- WORK TO BE COMPLETED:
Rewrite the lines below as a numbered list, skipping blank lines and leaving out the pictures.

- RECORDS PROVIDED:
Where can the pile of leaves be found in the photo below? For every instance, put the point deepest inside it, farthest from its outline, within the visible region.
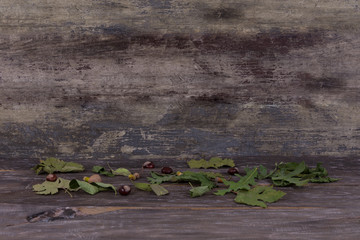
(246, 188)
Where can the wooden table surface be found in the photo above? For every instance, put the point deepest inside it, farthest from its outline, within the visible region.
(316, 211)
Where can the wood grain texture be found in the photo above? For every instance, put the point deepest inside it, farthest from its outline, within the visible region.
(316, 211)
(151, 79)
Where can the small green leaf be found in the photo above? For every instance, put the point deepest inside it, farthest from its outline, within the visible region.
(258, 196)
(104, 186)
(324, 180)
(85, 186)
(288, 174)
(143, 186)
(214, 162)
(101, 170)
(199, 191)
(48, 187)
(158, 190)
(121, 172)
(243, 184)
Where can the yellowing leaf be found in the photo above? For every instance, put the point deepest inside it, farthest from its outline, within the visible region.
(48, 187)
(159, 190)
(214, 162)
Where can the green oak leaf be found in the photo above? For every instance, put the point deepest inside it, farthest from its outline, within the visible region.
(101, 170)
(199, 191)
(105, 186)
(160, 178)
(51, 165)
(214, 162)
(91, 188)
(286, 176)
(258, 196)
(121, 172)
(143, 186)
(158, 190)
(324, 180)
(48, 187)
(243, 184)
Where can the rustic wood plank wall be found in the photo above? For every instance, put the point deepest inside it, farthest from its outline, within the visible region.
(163, 78)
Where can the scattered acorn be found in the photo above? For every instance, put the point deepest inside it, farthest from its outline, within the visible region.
(233, 170)
(218, 180)
(94, 178)
(166, 170)
(124, 190)
(148, 164)
(51, 177)
(136, 175)
(132, 177)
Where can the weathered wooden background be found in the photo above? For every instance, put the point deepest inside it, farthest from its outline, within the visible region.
(163, 78)
(120, 81)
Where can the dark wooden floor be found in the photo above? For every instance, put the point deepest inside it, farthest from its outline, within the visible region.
(316, 211)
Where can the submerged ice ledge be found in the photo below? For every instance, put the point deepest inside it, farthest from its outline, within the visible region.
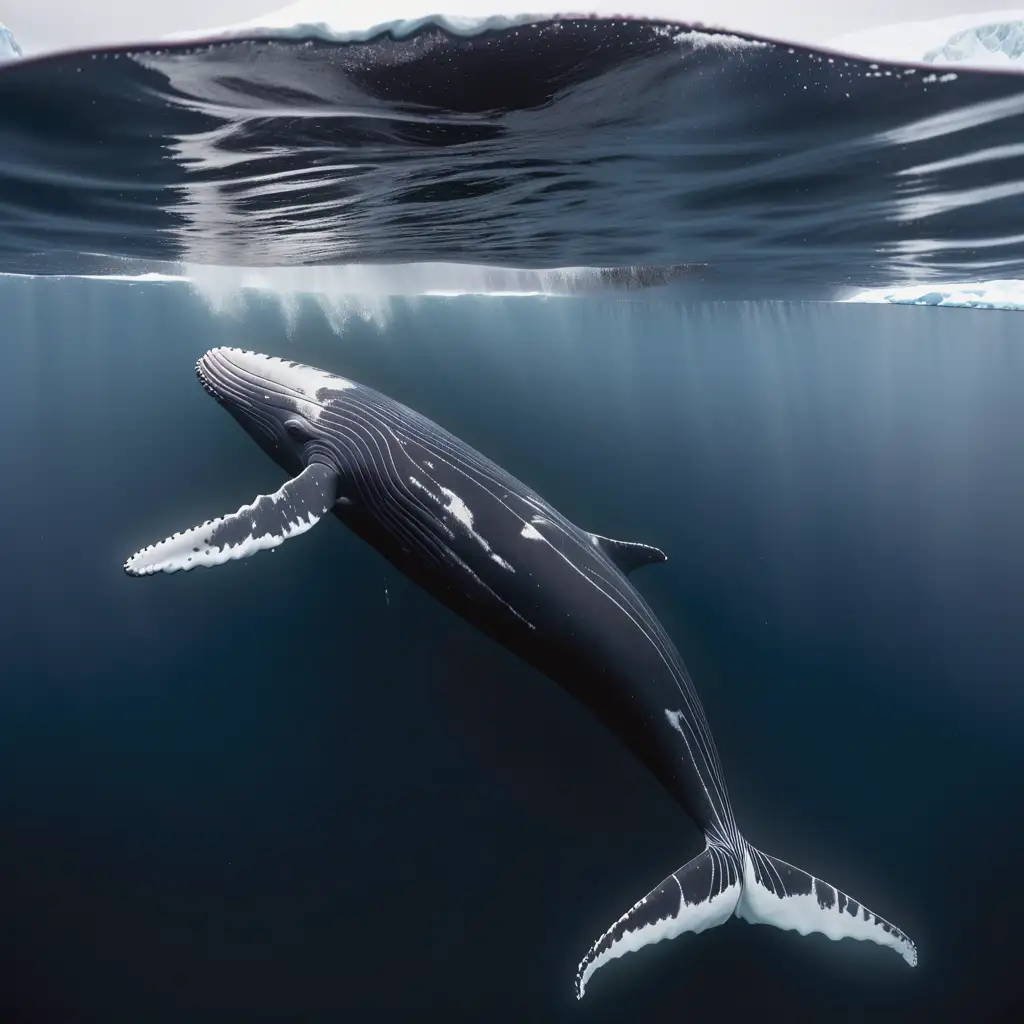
(367, 290)
(976, 295)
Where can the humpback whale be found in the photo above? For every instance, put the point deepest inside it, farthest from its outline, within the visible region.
(495, 552)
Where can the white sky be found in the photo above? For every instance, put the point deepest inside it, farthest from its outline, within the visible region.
(43, 25)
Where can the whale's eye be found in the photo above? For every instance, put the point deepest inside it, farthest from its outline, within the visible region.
(298, 429)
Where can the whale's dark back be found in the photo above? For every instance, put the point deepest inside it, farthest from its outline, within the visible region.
(494, 551)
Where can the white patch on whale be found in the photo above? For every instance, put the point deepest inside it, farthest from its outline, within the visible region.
(802, 912)
(464, 514)
(177, 552)
(695, 918)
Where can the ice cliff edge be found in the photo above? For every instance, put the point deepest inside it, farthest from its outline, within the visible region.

- WRITTEN SOLUTION:
1. Where can the pile of leaves be found in the photo below? For every instance, put the point deepest inside it, farthest from its outline, within the visible region.
2. (246, 188)
3. Where can the wooden table surface be found in the photo above? For every instance, put the point deepest inside it, farthest from its outline, within the visible region.
4. (316, 211)
5. Where can the wood grain texture be found in the photo above? For every instance, put the point deepest inside it, farthest from its outline, within the visible region.
6. (316, 211)
7. (151, 79)
8. Where can the small green leaf be found in the photo above? For every instance, put the point deepest inside it, farthest from its outline, within the visible region.
9. (258, 196)
10. (104, 186)
11. (324, 180)
12. (85, 186)
13. (288, 174)
14. (143, 186)
15. (214, 162)
16. (101, 170)
17. (199, 191)
18. (48, 187)
19. (158, 190)
20. (121, 172)
21. (243, 184)
22. Where can the yellowing leaf be found in the photo above? For every instance, put the point deepest inside it, farthest from its outline, within the visible region.
23. (48, 187)
24. (159, 190)
25. (214, 162)
26. Where can the green oak leaf be found in the photo above? For every instance, put the point deepest inside it, farthest from its outline, within the visible region.
27. (101, 170)
28. (199, 191)
29. (105, 186)
30. (160, 178)
31. (51, 165)
32. (214, 162)
33. (91, 188)
34. (286, 176)
35. (258, 196)
36. (121, 172)
37. (143, 186)
38. (158, 190)
39. (324, 180)
40. (48, 187)
41. (243, 184)
42. Where can the rustic wood plank wall be found in the photo above? For every instance, put the point deepest inside it, farthest from its outline, within the visible region.
43. (163, 78)
44. Where can the scattered acorn be found in the photo above? For every instance, put the point deepest inside it, farthest from its outline, within the visible region.
45. (233, 170)
46. (218, 180)
47. (94, 178)
48. (166, 170)
49. (124, 190)
50. (148, 164)
51. (51, 177)
52. (136, 175)
53. (132, 177)
54. Where can the weathered wooden background be found in the photo above? For every instance, put the point deepest inside it, farthest from its outline, within the visible region.
55. (163, 78)
56. (120, 81)
57. Where can the dark wooden floor be found in the photo above? For every instance, put the point deepest inside it, farthest from its outline, within the visible region.
58. (316, 211)
59. Where can the submerged ice ledge be found in the photo below? For every instance, put the point deepest inside it, farthest from its outline, within the visible region.
60. (367, 290)
61. (976, 295)
62. Where can the humpback whale be found in the photo above? For every instance, put the point deepest inside it, farthest from its outline, within the visible region.
63. (495, 552)
64. Where can the white sky be found in the photo above? For every instance, put the point deepest inside it, farthest from its outline, within the visible region.
65. (43, 25)
66. Where can the whale's eye be found in the photo above? For every instance, put the point deepest inside it, farthest from its outline, within the visible region.
67. (298, 429)
68. Where can the whale's dark back be found in the photo above? For every instance, put the point deepest inside it, farthest from its outline, within the visible region.
69. (494, 551)
70. Where can the white patch on whale be found in the photo above? For every instance, put the point deepest inside it, farthest from its outline, within the visible region.
71. (802, 912)
72. (464, 514)
73. (177, 552)
74. (695, 918)
75. Where can the ice cliff edge be found in the photo above? For every instance, put the point deepest inside it, farthest from its outline, within the visible region.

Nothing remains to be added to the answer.